Given text:
BEGIN

Personal information
- Born: January 20, 1937 Jaffa, Palestine
- Died: February 21, 1994 (aged 57)
- Nationality: Israeli
- Listed height: 1.89 m (6 ft 2 in)

Career history
- 1954–1966: Hapoel Tel Aviv

= Haim Hazan (basketball) =

Israeli basketball player (1937–1994)

Haim Hazan (חיים חזן; January 20, 1937 – February 21, 1994) was an Israeli basketball player. He played the guard position. He played in the Israel Basketball Premier League, and for the Israeli national basketball team.

==Biography==
Hazan was born in Jaffa in Palestine, and grew up playing in the Hassan-Bek youth club in the Manshiya neighborhood of Jaffa. He was 1.89 m (6 ft 2 in) tall. When Hazan was 19 years old, American basketball coach Elmer Ripley said: "This is the little one, he will be huge. He will be the best basketball player in Israel."

He played 11 seasons in the Israel Basketball Premier League for Hapoel Tel Aviv from 1954 to 1966. Hazan had leg surgery in both April and May 1965, leading to the end of his career at 27 years of age. He later coached Hapoel Tel Aviv and other basketball teams. His son Erez played 13 seasons in the league.

END

What you will do:
1. Echo the part of the Haim Hazan biography that begins at the words "Haim Hazan (חיים" and stops after "in the league.".
2. Carry on the Haim Hazan biography from its last sentence.

Data shown:
BEGIN

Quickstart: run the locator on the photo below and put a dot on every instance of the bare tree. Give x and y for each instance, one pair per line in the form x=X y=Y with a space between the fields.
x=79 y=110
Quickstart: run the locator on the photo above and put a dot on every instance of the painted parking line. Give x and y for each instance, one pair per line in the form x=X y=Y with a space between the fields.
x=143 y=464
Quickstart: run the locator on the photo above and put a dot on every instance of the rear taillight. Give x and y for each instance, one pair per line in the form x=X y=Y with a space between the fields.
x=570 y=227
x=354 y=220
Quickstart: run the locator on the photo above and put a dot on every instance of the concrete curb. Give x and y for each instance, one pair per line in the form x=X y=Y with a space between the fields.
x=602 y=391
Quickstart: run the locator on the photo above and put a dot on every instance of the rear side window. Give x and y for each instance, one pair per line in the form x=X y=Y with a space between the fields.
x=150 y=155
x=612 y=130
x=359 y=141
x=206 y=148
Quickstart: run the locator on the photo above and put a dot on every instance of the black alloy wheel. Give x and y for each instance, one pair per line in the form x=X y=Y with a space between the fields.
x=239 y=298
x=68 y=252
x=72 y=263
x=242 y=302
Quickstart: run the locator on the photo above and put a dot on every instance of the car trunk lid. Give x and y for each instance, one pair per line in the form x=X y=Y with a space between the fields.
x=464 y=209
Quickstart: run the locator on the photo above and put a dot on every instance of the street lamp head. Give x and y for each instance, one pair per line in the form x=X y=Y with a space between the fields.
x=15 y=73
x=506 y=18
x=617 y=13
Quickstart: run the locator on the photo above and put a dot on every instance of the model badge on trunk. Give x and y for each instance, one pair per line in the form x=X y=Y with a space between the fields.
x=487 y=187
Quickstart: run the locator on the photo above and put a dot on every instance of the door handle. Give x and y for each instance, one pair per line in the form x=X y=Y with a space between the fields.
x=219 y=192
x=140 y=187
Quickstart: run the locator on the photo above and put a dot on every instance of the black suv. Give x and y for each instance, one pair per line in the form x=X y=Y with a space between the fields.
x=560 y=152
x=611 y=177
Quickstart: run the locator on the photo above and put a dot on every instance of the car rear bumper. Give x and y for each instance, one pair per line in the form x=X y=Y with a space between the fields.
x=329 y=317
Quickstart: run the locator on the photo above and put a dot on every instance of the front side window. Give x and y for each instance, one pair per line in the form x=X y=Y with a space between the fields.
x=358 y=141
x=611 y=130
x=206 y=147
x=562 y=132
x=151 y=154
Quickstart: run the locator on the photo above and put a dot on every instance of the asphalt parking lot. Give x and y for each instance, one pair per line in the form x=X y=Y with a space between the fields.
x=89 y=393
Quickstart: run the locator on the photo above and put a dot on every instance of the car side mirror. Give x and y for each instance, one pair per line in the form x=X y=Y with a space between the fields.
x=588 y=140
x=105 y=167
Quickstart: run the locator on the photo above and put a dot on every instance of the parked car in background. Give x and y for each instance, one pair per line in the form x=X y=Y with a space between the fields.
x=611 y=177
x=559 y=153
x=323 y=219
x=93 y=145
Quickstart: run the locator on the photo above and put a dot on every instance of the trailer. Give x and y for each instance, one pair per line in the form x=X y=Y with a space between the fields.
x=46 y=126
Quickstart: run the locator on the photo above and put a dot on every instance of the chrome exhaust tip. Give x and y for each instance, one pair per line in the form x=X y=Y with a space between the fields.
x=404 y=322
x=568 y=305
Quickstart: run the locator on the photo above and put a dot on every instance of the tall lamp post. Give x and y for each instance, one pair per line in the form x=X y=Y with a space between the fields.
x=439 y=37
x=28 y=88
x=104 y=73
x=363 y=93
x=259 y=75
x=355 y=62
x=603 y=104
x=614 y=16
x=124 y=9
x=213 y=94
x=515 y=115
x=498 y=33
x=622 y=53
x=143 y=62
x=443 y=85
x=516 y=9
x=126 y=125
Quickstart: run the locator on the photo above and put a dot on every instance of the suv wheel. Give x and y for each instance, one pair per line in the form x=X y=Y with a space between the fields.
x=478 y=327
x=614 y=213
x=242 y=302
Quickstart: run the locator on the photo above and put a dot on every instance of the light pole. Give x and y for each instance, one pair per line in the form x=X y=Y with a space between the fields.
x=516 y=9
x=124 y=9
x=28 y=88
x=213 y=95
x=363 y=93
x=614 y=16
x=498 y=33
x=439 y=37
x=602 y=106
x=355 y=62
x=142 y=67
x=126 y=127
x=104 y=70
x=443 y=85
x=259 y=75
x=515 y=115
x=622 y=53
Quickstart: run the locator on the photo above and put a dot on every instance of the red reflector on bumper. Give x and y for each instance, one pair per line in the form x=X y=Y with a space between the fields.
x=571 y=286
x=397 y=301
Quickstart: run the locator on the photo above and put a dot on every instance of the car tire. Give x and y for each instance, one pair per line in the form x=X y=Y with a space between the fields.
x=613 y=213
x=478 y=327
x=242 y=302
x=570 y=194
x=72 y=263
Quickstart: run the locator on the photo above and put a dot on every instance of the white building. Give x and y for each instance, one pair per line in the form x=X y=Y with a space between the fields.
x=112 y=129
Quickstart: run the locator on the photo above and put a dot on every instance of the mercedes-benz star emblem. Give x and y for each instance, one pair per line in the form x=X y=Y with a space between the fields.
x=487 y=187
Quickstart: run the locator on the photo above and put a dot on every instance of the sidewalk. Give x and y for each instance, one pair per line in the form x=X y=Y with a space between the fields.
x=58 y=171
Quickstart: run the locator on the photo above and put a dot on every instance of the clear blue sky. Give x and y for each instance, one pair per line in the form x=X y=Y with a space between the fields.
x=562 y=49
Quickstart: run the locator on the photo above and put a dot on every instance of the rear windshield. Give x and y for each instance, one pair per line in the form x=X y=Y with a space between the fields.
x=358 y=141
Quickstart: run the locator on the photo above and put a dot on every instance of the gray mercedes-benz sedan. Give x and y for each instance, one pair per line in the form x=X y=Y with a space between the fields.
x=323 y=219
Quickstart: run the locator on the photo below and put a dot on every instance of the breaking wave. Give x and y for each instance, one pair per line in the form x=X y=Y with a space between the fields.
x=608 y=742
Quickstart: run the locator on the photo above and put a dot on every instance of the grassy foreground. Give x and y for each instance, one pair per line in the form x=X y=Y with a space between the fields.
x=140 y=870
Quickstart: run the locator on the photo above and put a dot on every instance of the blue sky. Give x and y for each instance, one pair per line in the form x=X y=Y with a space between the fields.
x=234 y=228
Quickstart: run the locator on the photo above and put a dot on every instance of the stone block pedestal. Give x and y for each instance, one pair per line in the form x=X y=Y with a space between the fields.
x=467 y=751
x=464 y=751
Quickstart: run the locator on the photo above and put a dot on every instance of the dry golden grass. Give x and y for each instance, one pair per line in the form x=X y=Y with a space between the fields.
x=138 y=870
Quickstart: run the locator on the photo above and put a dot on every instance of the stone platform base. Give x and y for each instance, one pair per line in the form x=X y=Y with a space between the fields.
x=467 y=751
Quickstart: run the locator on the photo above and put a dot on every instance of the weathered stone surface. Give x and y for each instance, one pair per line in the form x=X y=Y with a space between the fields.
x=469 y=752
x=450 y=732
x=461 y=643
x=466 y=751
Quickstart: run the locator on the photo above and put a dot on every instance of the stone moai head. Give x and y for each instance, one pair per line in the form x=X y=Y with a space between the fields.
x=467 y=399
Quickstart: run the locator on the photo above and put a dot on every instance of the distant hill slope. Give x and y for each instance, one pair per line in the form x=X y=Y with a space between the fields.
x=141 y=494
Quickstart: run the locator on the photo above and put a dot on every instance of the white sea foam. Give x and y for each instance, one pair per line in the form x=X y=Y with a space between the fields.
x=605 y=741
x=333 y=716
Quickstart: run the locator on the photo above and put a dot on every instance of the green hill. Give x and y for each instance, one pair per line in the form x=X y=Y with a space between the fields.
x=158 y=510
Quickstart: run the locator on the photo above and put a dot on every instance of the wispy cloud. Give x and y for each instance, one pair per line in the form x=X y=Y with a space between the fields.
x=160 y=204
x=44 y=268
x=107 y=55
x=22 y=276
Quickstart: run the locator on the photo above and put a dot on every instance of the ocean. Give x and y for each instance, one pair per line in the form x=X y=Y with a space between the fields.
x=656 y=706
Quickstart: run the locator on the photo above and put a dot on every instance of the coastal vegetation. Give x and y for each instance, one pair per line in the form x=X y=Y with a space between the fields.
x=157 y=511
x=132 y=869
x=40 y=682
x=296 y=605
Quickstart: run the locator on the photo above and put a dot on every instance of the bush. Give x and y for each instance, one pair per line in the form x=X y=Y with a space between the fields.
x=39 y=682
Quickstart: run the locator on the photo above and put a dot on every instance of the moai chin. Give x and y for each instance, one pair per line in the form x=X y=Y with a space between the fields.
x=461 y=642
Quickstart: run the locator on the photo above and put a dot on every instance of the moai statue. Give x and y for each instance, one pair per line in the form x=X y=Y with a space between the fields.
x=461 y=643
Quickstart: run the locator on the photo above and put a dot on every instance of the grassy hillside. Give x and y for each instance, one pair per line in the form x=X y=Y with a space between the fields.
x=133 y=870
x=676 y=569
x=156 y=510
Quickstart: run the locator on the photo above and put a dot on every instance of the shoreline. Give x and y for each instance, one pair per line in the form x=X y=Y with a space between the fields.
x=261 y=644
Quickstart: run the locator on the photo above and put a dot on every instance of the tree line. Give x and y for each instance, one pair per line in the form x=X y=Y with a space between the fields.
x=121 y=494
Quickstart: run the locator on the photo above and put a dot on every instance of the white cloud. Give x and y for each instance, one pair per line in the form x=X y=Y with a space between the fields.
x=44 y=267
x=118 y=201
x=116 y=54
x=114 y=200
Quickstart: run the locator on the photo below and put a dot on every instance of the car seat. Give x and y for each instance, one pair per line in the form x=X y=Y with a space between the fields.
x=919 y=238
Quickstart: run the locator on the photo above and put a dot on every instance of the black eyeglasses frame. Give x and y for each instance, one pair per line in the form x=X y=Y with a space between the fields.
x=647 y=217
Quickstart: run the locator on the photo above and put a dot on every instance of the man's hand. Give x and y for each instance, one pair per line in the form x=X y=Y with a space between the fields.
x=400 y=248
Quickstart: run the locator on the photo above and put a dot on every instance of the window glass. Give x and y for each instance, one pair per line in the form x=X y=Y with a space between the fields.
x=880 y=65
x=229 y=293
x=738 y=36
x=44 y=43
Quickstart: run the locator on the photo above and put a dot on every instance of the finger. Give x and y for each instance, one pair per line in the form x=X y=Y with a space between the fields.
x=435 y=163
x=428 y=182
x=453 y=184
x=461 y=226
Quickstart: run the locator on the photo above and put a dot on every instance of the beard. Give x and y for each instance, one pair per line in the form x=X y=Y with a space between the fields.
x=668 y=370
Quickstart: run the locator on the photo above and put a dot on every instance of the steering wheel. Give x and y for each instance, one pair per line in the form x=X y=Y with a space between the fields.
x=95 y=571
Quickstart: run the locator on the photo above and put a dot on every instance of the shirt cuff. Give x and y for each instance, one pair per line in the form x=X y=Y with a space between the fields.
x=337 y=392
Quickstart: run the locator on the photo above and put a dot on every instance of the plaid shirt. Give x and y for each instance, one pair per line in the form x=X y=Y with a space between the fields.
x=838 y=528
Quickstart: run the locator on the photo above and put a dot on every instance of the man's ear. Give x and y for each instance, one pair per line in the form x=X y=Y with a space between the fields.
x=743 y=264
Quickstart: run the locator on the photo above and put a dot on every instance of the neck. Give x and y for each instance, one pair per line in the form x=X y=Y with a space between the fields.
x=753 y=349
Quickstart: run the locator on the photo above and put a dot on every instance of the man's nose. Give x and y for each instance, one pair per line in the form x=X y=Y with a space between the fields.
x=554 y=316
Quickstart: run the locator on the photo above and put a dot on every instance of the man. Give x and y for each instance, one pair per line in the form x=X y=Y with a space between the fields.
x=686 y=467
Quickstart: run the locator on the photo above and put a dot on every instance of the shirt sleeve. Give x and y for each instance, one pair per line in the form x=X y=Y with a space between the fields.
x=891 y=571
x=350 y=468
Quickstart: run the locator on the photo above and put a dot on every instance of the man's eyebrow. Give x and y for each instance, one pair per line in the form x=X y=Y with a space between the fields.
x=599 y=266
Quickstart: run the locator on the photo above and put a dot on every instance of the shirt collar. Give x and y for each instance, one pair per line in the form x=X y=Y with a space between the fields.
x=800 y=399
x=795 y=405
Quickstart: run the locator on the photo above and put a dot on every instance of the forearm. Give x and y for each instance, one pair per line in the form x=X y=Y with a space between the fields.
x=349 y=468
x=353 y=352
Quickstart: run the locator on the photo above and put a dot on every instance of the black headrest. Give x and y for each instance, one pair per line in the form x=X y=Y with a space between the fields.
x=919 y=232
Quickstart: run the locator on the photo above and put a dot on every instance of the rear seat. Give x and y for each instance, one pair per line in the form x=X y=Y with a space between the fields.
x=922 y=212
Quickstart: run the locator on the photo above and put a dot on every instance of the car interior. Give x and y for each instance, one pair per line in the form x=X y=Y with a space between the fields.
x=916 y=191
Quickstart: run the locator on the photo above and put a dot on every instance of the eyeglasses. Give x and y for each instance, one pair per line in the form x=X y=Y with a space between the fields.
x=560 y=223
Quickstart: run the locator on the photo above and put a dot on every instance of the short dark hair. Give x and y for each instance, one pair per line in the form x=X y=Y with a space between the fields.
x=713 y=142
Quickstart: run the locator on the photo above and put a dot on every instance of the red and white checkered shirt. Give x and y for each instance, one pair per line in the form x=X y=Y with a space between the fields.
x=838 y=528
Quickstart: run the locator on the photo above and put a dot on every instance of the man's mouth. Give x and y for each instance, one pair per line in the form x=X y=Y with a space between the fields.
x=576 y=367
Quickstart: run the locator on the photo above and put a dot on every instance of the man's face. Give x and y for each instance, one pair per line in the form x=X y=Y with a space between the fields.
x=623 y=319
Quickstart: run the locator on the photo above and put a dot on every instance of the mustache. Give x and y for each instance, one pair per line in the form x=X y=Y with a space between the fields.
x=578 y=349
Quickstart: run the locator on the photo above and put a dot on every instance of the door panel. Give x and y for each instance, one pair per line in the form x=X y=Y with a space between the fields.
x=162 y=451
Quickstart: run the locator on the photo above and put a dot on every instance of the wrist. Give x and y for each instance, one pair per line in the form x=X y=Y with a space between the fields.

END

Exercise answers:
1.
Haim Hazan (חיים חזן; January 20, 1937 – February 21, 1994) was an Israeli basketball player. He played the guard position. He played in the Israel Basketball Premier League, and for the Israeli national basketball team.

==Biography==
Hazan was born in Jaffa in Palestine, and grew up playing in the Hassan-Bek youth club in the Manshiya neighborhood of Jaffa. He was 1.89 m (6 ft 2 in) tall. When Hazan was 19 years old, American basketball coach Elmer Ripley said: "This is the little one, he will be huge. He will be the best basketball player in Israel."

He played 11 seasons in the Israel Basketball Premier League for Hapoel Tel Aviv from 1954 to 1966. Hazan had leg surgery in both April and May 1965, leading to the end of his career at 27 years of age. He later coached Hapoel Tel Aviv and other basketball teams. His son Erez played 13 seasons in the league.

2.
Hazan played in 50 games for the Israeli national basketball team. He also played while he was in the army for the Israel Defense Forces basketball team. He played for the national team in the 1959 European Championship for Men, 1960 Pre-Olympic Basketball Tournament, 1961 European Championship for Men, 1963 European Championship for Men, 1964 European Olympic Qualifying Tournament for Men, and 1965 European Championship for Men.

During and after his basketball career, Hazan was a professional glassblower.